Would you repeat the data below exactly, taking out the images?

■ ■ ■ ■ ■

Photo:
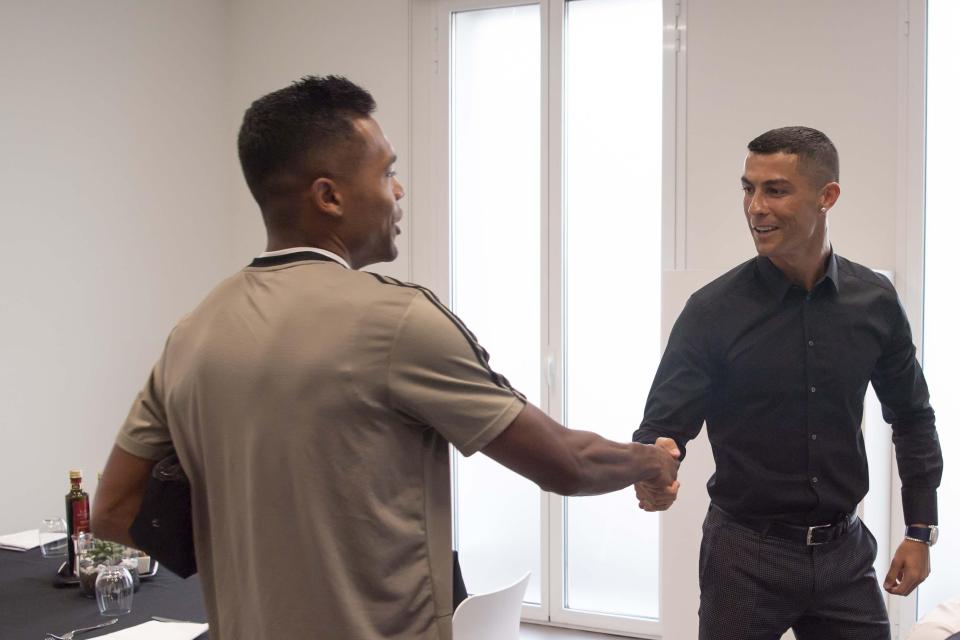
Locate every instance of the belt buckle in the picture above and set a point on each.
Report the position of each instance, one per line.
(810, 542)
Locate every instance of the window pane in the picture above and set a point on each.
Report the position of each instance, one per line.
(941, 343)
(613, 86)
(496, 268)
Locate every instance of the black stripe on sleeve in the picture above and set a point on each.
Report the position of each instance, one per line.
(483, 357)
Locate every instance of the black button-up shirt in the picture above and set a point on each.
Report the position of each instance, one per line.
(779, 375)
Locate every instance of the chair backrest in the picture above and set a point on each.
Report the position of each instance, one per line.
(491, 616)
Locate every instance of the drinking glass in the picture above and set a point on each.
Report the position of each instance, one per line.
(114, 590)
(53, 538)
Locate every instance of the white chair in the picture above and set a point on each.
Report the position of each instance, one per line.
(491, 616)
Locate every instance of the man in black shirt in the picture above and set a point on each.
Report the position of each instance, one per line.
(776, 356)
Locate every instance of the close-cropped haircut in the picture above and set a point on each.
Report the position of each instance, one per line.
(816, 154)
(283, 130)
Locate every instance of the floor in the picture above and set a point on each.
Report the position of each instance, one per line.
(542, 632)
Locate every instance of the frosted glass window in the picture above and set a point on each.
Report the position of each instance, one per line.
(941, 306)
(495, 169)
(613, 70)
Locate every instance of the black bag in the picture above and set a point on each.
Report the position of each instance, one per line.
(163, 527)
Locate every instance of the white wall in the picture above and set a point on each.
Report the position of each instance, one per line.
(753, 65)
(113, 166)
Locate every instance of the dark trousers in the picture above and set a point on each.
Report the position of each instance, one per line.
(755, 587)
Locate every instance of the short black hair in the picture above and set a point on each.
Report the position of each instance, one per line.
(816, 152)
(283, 130)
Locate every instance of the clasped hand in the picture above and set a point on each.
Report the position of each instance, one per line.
(660, 492)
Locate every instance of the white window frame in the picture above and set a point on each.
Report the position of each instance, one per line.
(430, 22)
(911, 192)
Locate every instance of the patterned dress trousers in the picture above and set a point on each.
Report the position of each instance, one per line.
(755, 587)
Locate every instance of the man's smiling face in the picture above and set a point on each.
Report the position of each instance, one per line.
(782, 205)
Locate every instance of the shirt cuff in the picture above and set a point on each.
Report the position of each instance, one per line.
(919, 505)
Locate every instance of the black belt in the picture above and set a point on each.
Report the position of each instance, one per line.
(810, 536)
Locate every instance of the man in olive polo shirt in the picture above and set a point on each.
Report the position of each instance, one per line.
(312, 404)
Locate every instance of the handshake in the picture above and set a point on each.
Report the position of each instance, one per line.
(660, 491)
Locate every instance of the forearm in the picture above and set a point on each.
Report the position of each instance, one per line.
(119, 496)
(920, 464)
(604, 465)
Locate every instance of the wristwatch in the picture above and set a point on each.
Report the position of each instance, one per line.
(926, 535)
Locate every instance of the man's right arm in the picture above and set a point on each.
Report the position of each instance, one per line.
(676, 404)
(576, 463)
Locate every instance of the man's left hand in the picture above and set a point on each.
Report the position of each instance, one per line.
(910, 567)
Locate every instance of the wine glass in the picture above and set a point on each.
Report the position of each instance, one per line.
(53, 538)
(114, 590)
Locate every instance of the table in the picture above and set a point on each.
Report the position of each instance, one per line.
(30, 605)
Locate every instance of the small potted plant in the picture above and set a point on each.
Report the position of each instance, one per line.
(94, 554)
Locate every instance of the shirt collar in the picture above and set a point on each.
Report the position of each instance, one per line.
(778, 283)
(323, 252)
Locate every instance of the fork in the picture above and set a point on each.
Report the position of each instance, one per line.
(69, 634)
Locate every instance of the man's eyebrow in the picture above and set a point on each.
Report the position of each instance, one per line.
(777, 182)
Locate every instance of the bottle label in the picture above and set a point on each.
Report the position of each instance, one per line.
(81, 516)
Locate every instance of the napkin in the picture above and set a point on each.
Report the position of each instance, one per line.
(22, 541)
(154, 630)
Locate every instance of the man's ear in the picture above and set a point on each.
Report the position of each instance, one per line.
(325, 195)
(829, 195)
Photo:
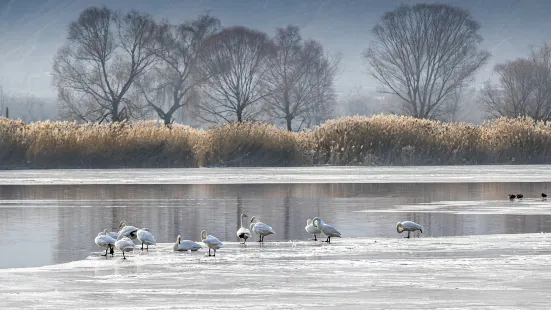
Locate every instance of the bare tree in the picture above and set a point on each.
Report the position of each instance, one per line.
(104, 54)
(524, 87)
(301, 78)
(422, 53)
(168, 86)
(237, 63)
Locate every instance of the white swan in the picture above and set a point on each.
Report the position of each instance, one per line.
(311, 229)
(125, 244)
(243, 232)
(408, 226)
(261, 229)
(127, 231)
(327, 230)
(211, 241)
(145, 237)
(186, 245)
(103, 240)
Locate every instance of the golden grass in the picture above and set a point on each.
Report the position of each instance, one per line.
(377, 140)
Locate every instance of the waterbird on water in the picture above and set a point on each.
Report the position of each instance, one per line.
(261, 229)
(127, 230)
(408, 226)
(145, 237)
(243, 232)
(124, 244)
(104, 240)
(311, 229)
(211, 241)
(186, 245)
(326, 229)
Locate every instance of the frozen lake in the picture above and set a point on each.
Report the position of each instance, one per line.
(50, 218)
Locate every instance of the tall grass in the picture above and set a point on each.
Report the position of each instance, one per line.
(377, 140)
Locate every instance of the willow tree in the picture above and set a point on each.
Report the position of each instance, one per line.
(171, 83)
(105, 52)
(237, 63)
(422, 53)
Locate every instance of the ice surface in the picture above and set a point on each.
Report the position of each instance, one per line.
(329, 174)
(482, 272)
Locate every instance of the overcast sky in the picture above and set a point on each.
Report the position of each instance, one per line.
(32, 30)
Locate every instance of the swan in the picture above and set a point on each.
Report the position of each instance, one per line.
(127, 231)
(145, 237)
(243, 232)
(103, 240)
(124, 244)
(311, 229)
(408, 226)
(186, 245)
(261, 229)
(211, 241)
(327, 230)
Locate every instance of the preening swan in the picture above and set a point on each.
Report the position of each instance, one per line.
(311, 229)
(408, 226)
(185, 245)
(105, 241)
(243, 232)
(327, 230)
(127, 231)
(145, 237)
(211, 241)
(124, 244)
(261, 229)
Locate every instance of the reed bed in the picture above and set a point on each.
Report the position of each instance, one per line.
(376, 140)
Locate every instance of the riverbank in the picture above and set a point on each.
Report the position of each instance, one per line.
(364, 141)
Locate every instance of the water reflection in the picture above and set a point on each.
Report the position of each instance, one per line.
(43, 225)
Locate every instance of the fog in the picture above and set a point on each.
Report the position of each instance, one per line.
(32, 31)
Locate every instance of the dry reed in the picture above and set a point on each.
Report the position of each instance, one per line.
(377, 140)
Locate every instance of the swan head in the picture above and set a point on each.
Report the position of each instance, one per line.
(399, 227)
(316, 221)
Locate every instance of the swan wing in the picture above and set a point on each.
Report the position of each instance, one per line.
(146, 237)
(330, 231)
(263, 229)
(313, 230)
(409, 225)
(243, 232)
(187, 245)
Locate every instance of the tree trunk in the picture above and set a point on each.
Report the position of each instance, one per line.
(239, 116)
(167, 118)
(289, 123)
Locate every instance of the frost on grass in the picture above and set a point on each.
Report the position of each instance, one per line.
(326, 174)
(492, 271)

■ ■ ■ ■ ■

> YOUR SOLUTION
Photo:
Locate every instance of the belt buckle in the picture above and set a point on each.
Report the position of each instance, one per line.
(810, 542)
Locate every instance of the window pane in the picture above and set a point on each.
Report the position of each instance, one per line.
(941, 343)
(613, 86)
(496, 268)
Locate every instance of the black stripe on sleeve in the picture above and set a point on each.
Report the position of each instance, one per line.
(483, 357)
Locate every instance of the black button-up shirt in the picture above and set a point on each.
Report the position of each instance, one per line.
(779, 375)
Locate every instance of the chair backrest in the picture above and set a point on each.
Report the position of each instance, one per line.
(491, 616)
Locate every instance of the drinking glass in the picture above and set a point on each.
Report the position of each instance, one per line.
(114, 590)
(53, 538)
Locate every instance of the white chair in the picture above and set a point on each.
Report the position of each instance, one per line.
(491, 616)
Locate every instance of the man in black shirt in the picture above and set a point on each.
Report the position of each instance, one per line.
(776, 356)
Locate every instance of the close-cropped haircut in the picture above and set a point on each.
Report the position of each instance, one per line.
(816, 154)
(283, 130)
Locate every instance of the floor in the picture above and set a point on each.
Report the position of each instance, one per line.
(542, 632)
Locate every instance of the frosted glass window in the picture above and set a point on each.
Report the position of each instance, one per line.
(941, 306)
(495, 169)
(613, 70)
Locate every instance of the black bag in the picture above and set a point on each.
Report the position of each instance, one per line.
(163, 527)
Locate every instance of the white wall in the picture above and set a point on each.
Report the position of each instance, one per line.
(753, 65)
(113, 166)
Locate every instance of the dark trousers in the picture above and set a point on each.
Report the position of each instance, one per line.
(755, 587)
Locate every instance of the short black hair in the picture above and set a point on each.
Report the position of each instance, one per line.
(816, 152)
(283, 130)
Locate every instance of the clasped hand in the picture above and set a point on each.
Report the position of each instance, one per line.
(660, 492)
Locate every instance of the white window frame in the picture above and set a point on each.
Report the position of each instance, one per line.
(430, 22)
(911, 192)
Locate every instance of the patterned dress trousers in the picture above and set a point on each.
Report the position of each instance, one per line.
(755, 587)
Locate every instance of the man's smiling face in the picture above and set a point on each.
Report the position of each instance, one per line.
(782, 205)
Locate every instance of the shirt cuff in the picture above and set a point on each.
Report the position of each instance, one per line.
(919, 505)
Locate every instance of the black belt in the picture above and set a point on each.
Report the position of each instance, one per line.
(810, 536)
Locate every instance of the man in olive polo shirt in the picture above and set a point on each.
Report the position of each instance, one per line.
(312, 404)
Locate every instance of the handshake in the picture above and set a point on each.
Report the position of each instance, one per line.
(660, 491)
Locate every instance of the forearm in the picture above and set a point on each.
Report the position of each instance, one per line.
(119, 496)
(920, 464)
(604, 465)
Locate every instance of the wristwatch in the picture above and set a point on each.
Report the position of each instance, one per line.
(926, 535)
Locate every instance of the man's right arm in the picture above and set a point on each.
Report the position of each instance, one per line.
(676, 404)
(576, 463)
Locate every instance of the man's left hand in the picture above and set a point on each.
Report the position of each instance, one per line.
(910, 567)
Locate every instance of the wine glass in the picture above and set a point on each.
Report the position of each instance, one per line.
(53, 538)
(114, 590)
Locate every instance of the table in the picture above and set a point on each.
Report the position of each instance, one per line.
(30, 605)
Locate every instance of the small potted plant in the picture above and set a point on each.
Report the position of each instance, one per line.
(94, 554)
Locate every instance of the shirt collar in the picture above and set a point on each.
Report the position of each instance, one per line.
(778, 283)
(323, 252)
Locate every instance of the fork in the picture above and set a point on each.
Report the position of each instance, one per line.
(69, 634)
Locate every instance of the man's eyebrow in the picture above and set a point on each.
Report the position of each instance, one per line.
(777, 182)
Locate every instance of the bottle label in the picture above and set a point on each.
Report the position of each instance, one per line.
(81, 516)
Locate every instance of the napkin in the picture above and set a point on each.
Report the position of each instance, one per line.
(22, 541)
(154, 630)
Locate every instance of the man's ear in the picture above and set a point on each.
Report the position of each instance, one per line.
(325, 195)
(829, 195)
Photo:
Locate every instance of the bare tree in the picture above and set a point on each.
Report the position of each instance, one per line.
(104, 54)
(524, 87)
(301, 78)
(422, 53)
(168, 86)
(237, 63)
Locate every instance of the white swan in the picture above and set a point on each.
Report the position of each instance, one per line.
(311, 229)
(125, 244)
(243, 232)
(408, 226)
(261, 229)
(127, 231)
(327, 230)
(211, 241)
(145, 237)
(186, 245)
(103, 240)
Locate every instance of the golden grass in the picture above and set a point on each.
Report the position of each instance, one per line.
(377, 140)
Locate every instance of the waterbird on water in the picture above and set a point on each.
Report the position of each instance, one per line.
(261, 229)
(127, 230)
(408, 226)
(145, 237)
(243, 232)
(124, 244)
(104, 240)
(311, 229)
(211, 241)
(186, 245)
(326, 229)
Locate every instance of the frozen lake in the picture above and set a point on each.
Report the position of each instance, one per line.
(50, 218)
Locate every instance of the tall grass in the picture above and set a point on each.
Report the position of each instance, one per line.
(377, 140)
Locate every instance of the willow tree in the picture above and set a point on each.
Report the position of each instance, one per line.
(171, 83)
(105, 52)
(237, 63)
(422, 53)
Locate every instance of the ice surface in the picture above and set a point on each.
Report the position of each instance, one per line.
(329, 174)
(482, 272)
Locate every instance of the overcast sky in the picture above and set a point on each.
Report the position of each instance, one per line.
(32, 30)
Locate every instance of the swan in the picture above and set a point on each.
Report the position of each instance, one per line.
(127, 231)
(145, 237)
(243, 232)
(103, 240)
(124, 244)
(311, 229)
(408, 226)
(186, 245)
(261, 229)
(211, 241)
(327, 230)
Locate every instance of the preening swan in the picture above and set a point on each.
Report the position of each instance, one per line.
(311, 229)
(408, 226)
(185, 245)
(105, 241)
(243, 232)
(327, 230)
(127, 231)
(145, 237)
(211, 241)
(124, 244)
(261, 229)
Locate every instance of the reed bed in the picture above and set a point on each.
Report the position of each instance, one per line.
(376, 140)
Locate every instance of the riverbank in the picture above and set a point on each.
Report the position of each instance, one per line.
(364, 141)
Locate every instance of the water reflection in the picture above and set a point on each.
Report the position of each instance, one per line.
(43, 225)
Locate every instance of the fog in the picture above and set a point on each.
Report the position of each instance, one per line.
(32, 31)
Locate every instance of the dry reed in the picture above and set a point on each.
Report the position of each instance, one per line.
(377, 140)
Locate every instance of the swan head in the picture above and set a point on each.
Report the position of each instance, one per line.
(399, 227)
(316, 221)
Locate every instance of the swan wing in the picture above and set a point on each.
Report the position of each instance, one per line.
(146, 237)
(330, 231)
(263, 229)
(313, 230)
(409, 225)
(243, 232)
(187, 245)
Locate every instance of the tree trunk in the picture above and set a point on each.
Report the position of each instance, one per line.
(239, 116)
(167, 118)
(289, 123)
Locate every instance of the frost on grass in the picture above and set a point on each.
Report the position of each instance, one per line.
(326, 174)
(492, 271)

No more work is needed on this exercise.